STATED TASK: Locate each line in the records below that contains the word "plant", and copy those lines.

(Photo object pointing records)
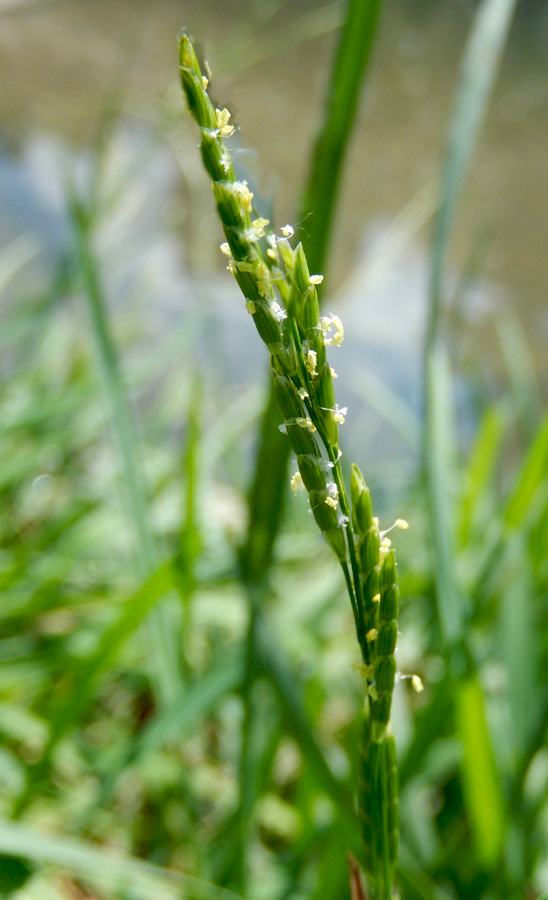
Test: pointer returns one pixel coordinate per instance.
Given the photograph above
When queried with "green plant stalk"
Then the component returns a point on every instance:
(281, 296)
(318, 206)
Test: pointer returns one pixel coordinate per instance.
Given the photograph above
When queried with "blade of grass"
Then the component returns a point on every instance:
(479, 68)
(529, 482)
(115, 873)
(520, 645)
(521, 370)
(344, 87)
(481, 468)
(164, 642)
(258, 47)
(284, 683)
(478, 71)
(319, 199)
(82, 679)
(481, 782)
(439, 457)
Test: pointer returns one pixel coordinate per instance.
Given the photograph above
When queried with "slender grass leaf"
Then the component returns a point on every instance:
(479, 69)
(481, 782)
(271, 662)
(520, 643)
(440, 445)
(319, 199)
(164, 641)
(480, 469)
(344, 87)
(520, 366)
(82, 679)
(533, 475)
(178, 721)
(115, 873)
(257, 48)
(387, 403)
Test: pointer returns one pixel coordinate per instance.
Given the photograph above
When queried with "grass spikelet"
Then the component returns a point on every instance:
(281, 295)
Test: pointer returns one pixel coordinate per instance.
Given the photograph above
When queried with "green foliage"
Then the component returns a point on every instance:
(179, 702)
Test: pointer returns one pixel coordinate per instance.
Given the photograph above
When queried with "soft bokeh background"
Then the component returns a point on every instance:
(106, 738)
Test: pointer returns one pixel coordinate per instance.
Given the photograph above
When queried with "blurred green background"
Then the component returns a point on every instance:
(153, 744)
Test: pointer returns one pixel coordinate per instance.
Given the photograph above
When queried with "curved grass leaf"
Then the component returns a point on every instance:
(113, 872)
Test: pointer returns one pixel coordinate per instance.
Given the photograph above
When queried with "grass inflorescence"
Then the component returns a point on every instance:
(281, 295)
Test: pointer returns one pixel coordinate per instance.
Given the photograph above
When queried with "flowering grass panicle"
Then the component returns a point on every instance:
(281, 296)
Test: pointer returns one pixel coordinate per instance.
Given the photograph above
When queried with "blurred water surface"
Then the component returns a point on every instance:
(67, 67)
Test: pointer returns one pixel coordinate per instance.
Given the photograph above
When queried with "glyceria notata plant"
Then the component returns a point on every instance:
(281, 295)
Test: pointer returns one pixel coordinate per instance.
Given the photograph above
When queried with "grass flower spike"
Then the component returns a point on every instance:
(281, 295)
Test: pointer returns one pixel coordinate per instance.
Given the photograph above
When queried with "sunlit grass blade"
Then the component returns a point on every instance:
(481, 781)
(531, 479)
(439, 457)
(319, 199)
(271, 662)
(258, 47)
(82, 681)
(177, 721)
(521, 647)
(480, 469)
(344, 89)
(478, 72)
(164, 641)
(101, 867)
(387, 403)
(521, 370)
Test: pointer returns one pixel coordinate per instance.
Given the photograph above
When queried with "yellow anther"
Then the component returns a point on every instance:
(305, 422)
(222, 116)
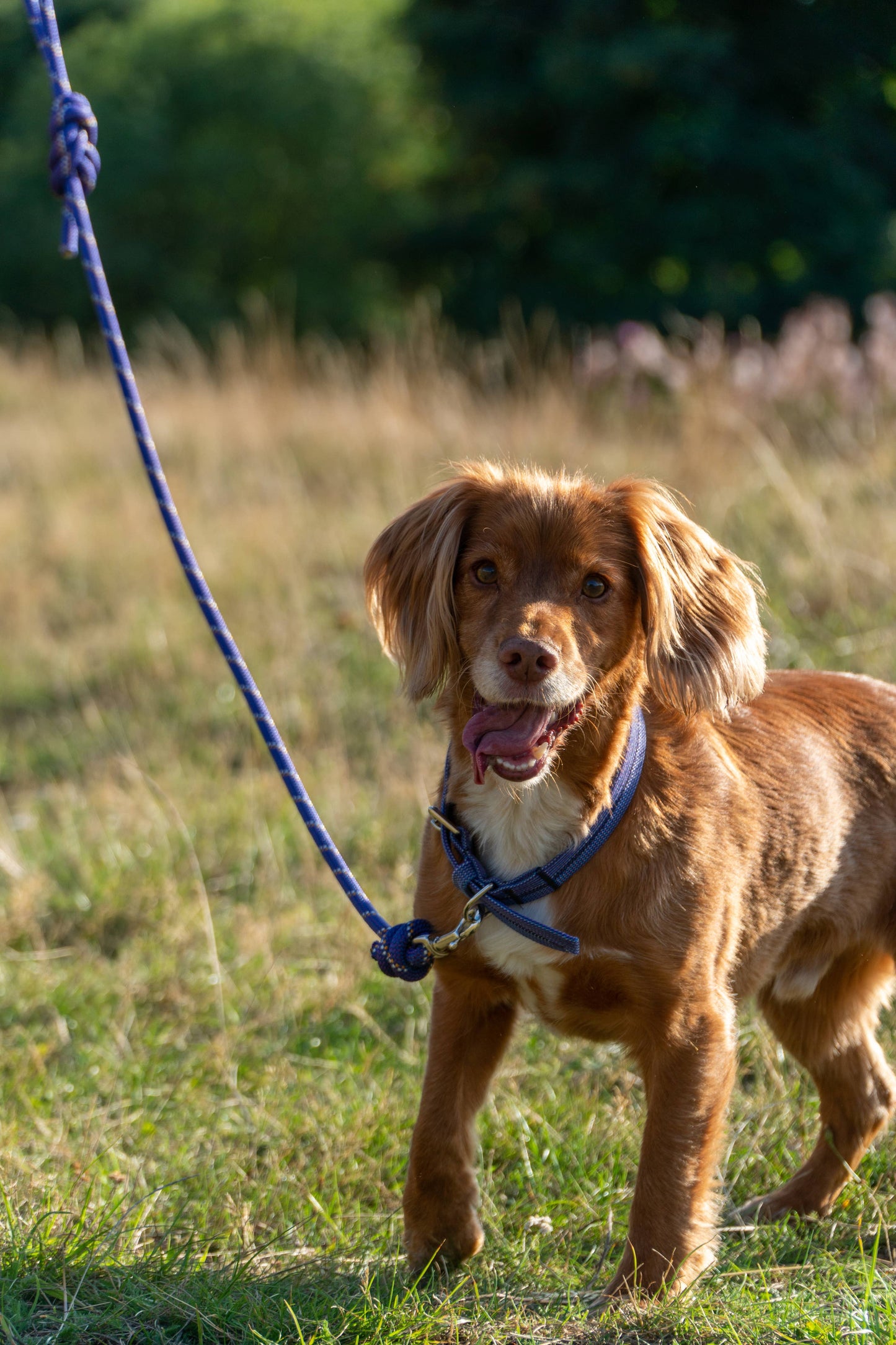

FINISHED EXERCISE:
When queried with "green plant stalk"
When queried with "glyceria notata plant"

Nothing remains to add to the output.